**TASK STATEMENT:** Using the entries below, return word for word the lines from the one containing "[mark] the lamp" up to and including the last.

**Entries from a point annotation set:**
--- --- ---

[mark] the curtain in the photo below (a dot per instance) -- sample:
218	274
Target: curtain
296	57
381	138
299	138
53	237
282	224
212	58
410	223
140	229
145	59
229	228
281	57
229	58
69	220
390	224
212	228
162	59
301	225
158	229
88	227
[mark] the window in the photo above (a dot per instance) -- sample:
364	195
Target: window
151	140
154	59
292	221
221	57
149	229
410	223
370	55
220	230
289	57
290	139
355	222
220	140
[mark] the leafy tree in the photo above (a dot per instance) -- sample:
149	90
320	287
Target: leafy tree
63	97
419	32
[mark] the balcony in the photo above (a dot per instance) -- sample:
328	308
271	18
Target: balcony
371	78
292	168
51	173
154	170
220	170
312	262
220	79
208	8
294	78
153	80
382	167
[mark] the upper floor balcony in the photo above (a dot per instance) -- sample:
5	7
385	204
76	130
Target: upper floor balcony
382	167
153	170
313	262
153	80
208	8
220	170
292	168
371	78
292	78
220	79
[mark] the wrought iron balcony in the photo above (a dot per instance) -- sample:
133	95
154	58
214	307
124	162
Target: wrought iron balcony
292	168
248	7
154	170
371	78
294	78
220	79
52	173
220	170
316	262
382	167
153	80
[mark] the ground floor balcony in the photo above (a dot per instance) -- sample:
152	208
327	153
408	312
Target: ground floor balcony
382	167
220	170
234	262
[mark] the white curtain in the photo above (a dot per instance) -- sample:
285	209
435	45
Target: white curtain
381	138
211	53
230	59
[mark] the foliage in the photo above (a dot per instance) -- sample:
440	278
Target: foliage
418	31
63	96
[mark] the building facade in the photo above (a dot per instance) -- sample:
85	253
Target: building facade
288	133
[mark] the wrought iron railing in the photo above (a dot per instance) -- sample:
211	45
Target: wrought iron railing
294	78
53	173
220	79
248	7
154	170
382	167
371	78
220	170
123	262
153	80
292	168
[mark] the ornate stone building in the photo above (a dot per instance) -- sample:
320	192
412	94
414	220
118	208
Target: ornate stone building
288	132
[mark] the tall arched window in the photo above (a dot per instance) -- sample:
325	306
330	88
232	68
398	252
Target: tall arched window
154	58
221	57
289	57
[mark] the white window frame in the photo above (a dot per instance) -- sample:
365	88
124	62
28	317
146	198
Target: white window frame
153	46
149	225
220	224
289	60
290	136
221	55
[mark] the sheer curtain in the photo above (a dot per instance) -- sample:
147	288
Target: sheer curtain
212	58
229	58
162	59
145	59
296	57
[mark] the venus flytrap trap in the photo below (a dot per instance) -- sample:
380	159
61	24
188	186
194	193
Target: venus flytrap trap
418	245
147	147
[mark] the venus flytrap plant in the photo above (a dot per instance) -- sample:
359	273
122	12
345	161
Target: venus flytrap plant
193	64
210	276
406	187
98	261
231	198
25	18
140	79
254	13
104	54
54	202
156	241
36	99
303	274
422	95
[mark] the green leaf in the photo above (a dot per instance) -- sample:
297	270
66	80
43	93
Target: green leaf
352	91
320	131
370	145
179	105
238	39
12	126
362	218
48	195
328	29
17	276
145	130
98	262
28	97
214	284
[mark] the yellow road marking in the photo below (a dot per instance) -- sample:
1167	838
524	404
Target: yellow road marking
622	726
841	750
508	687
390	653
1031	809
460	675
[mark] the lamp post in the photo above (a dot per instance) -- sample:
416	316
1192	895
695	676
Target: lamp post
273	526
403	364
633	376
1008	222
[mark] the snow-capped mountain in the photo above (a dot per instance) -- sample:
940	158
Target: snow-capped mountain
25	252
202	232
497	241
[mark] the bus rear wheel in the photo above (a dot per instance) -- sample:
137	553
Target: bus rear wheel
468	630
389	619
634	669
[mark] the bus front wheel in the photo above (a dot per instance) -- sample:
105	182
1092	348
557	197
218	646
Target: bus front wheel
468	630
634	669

--- --- ---

**THE RESULT:**
[mark] the lamp post in the photo above (a dot per instance) -- sample:
416	316
1192	895
695	676
Target: lamp post
273	526
403	364
633	376
1008	222
[mark] the snow-capped mountain in the photo above (a dot per instance) -- sample:
940	158
Target: snow-capped mountain
25	252
202	232
497	241
[mark] the bus rear wheel in the photo above (a dot per instance) -- sample:
137	553
Target: bus rear wheel
468	630
389	619
634	669
[mark] the bus front wheel in the photo above (a dot per instance) -- sample:
105	182
1092	348
557	197
218	646
Target: bus front wheel
468	630
634	669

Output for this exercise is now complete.